◆ **EXCERPTED DATA**:
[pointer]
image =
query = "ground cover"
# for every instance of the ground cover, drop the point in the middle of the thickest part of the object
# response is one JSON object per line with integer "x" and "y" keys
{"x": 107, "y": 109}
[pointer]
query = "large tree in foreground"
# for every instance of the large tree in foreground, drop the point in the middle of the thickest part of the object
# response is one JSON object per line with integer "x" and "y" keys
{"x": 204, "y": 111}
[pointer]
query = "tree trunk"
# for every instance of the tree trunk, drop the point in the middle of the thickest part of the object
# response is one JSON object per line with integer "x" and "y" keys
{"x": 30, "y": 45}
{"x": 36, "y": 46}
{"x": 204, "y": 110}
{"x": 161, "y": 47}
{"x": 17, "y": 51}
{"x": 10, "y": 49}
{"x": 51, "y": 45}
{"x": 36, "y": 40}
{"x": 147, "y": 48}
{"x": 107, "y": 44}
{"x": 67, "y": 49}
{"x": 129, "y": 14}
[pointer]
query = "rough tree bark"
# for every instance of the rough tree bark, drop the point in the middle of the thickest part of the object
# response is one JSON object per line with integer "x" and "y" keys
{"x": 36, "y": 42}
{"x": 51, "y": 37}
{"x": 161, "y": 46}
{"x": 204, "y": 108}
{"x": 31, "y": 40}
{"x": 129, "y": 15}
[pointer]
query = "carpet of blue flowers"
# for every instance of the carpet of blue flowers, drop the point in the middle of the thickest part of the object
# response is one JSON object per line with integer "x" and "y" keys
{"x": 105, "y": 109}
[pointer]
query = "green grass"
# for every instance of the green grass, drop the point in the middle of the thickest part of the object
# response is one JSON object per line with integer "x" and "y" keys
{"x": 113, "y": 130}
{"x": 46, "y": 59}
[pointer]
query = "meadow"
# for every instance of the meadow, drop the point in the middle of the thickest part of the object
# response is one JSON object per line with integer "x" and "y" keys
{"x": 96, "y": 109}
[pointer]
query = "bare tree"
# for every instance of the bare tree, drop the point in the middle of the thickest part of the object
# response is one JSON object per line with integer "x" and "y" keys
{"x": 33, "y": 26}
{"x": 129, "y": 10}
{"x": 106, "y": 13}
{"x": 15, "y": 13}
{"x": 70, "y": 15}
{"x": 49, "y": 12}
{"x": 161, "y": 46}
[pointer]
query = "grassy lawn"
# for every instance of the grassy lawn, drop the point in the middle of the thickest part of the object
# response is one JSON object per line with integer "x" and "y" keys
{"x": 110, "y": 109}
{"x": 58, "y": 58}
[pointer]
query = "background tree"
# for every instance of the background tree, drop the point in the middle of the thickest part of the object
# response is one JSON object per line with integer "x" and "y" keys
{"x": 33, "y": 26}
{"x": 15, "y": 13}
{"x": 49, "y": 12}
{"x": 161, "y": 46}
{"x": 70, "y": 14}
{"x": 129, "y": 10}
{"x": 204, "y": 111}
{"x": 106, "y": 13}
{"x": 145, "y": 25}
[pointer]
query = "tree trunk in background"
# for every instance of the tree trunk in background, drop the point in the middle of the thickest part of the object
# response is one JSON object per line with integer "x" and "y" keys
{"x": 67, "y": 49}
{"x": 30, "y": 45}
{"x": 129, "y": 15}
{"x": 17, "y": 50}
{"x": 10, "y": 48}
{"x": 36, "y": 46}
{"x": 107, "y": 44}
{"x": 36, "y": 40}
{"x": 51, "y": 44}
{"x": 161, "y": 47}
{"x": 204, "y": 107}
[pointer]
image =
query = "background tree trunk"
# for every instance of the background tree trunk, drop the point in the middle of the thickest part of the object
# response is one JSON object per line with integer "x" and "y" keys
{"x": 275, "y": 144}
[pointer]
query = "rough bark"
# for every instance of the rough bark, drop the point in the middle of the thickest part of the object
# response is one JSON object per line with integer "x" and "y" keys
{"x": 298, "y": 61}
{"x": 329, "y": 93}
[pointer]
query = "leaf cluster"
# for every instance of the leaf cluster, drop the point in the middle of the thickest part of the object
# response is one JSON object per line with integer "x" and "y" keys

◆ **SHORT PROBLEM**:
Retype the records above exactly.

◆ **SOLUTION FOR THIS PROBLEM**:
[pointer]
image =
query = "ground cover"
# for every instance of the ground cover, drop the point in the middle of the thickest part of the object
# response is one JSON object per line with integer "x" and "y" keys
{"x": 107, "y": 109}
[pointer]
query = "large tree in foreground"
# for every instance of the large tree in foreground, drop the point in the middle of the thickest part of the object
# response is one JSON object per line with integer "x" and "y" keys
{"x": 204, "y": 111}
[pointer]
query = "tree trunk"
# for every instance of the tree trunk, drop the point in the middle of the thickest part of the object
# response is one JSON object per line with integer "x" and "y" keys
{"x": 30, "y": 45}
{"x": 36, "y": 46}
{"x": 204, "y": 110}
{"x": 161, "y": 47}
{"x": 17, "y": 51}
{"x": 10, "y": 49}
{"x": 51, "y": 45}
{"x": 36, "y": 40}
{"x": 147, "y": 48}
{"x": 107, "y": 44}
{"x": 67, "y": 49}
{"x": 129, "y": 14}
[pointer]
query = "rough tree bark"
# for every instance of the rough tree bark, drop the point in the middle of the thickest part of the object
# response is one JSON object per line with integer "x" and "y" keys
{"x": 36, "y": 42}
{"x": 51, "y": 37}
{"x": 161, "y": 46}
{"x": 204, "y": 108}
{"x": 31, "y": 40}
{"x": 129, "y": 15}
[pointer]
query = "carpet of blue flowers"
# for every instance of the carpet of blue flowers, drop the point in the middle of the thickest part of the object
# response is one JSON object per line with integer "x" and "y" keys
{"x": 105, "y": 109}
[pointer]
query = "green grass"
# for every instance of the green grass, drop the point in the middle of the thickest part of the object
# response is one JSON object per line with integer "x" and "y" keys
{"x": 113, "y": 130}
{"x": 46, "y": 59}
[pointer]
query = "meadow"
# for every instance of the meadow, drop the point in the middle of the thickest part of the object
# response is one JSON object per line with integer "x" and "y" keys
{"x": 96, "y": 109}
[pointer]
query = "bare tree"
# for every instance of the bare tree, drop the point in the middle of the thickest part of the object
# response is one JSON object per line with integer "x" and "y" keys
{"x": 33, "y": 26}
{"x": 129, "y": 10}
{"x": 106, "y": 13}
{"x": 15, "y": 13}
{"x": 70, "y": 15}
{"x": 49, "y": 12}
{"x": 161, "y": 46}
[pointer]
query = "grassy lawn"
# for every instance of the grassy lawn, drop the point in the middle of the thickest part of the object
# response is one JSON object per line with integer "x" and "y" keys
{"x": 110, "y": 109}
{"x": 58, "y": 58}
[pointer]
query = "background tree"
# for every instance of the background tree, drop the point in the middle of the thickest part of the object
# response is one JSON object per line with integer "x" and "y" keys
{"x": 33, "y": 26}
{"x": 15, "y": 13}
{"x": 49, "y": 12}
{"x": 161, "y": 46}
{"x": 70, "y": 14}
{"x": 129, "y": 10}
{"x": 204, "y": 111}
{"x": 106, "y": 13}
{"x": 145, "y": 25}
[pointer]
query = "tree trunk in background"
# for every instance of the tree trunk in background, drop the point in the middle of the thickest part of the object
# response is one JSON object per line with integer "x" and "y" keys
{"x": 67, "y": 49}
{"x": 30, "y": 45}
{"x": 129, "y": 15}
{"x": 17, "y": 50}
{"x": 10, "y": 48}
{"x": 36, "y": 46}
{"x": 107, "y": 44}
{"x": 36, "y": 40}
{"x": 51, "y": 44}
{"x": 161, "y": 47}
{"x": 204, "y": 107}
[pointer]
image =
query = "background tree trunk"
# for every instance of the background tree trunk, drop the point in the middle of the thickest part of the object
# response is one JSON object per line with integer "x" and "y" keys
{"x": 275, "y": 144}
[pointer]
query = "rough bark"
# for every instance of the rough bark, drop the point in the middle of the thickest part of the object
# response is one JSON object per line with integer "x" and "y" keys
{"x": 298, "y": 61}
{"x": 329, "y": 93}
[pointer]
query = "leaf cluster"
# for every instance of the leaf cluster, drop the point in the middle of the thickest part of the object
# response is one JSON object per line with integer "x" and "y" keys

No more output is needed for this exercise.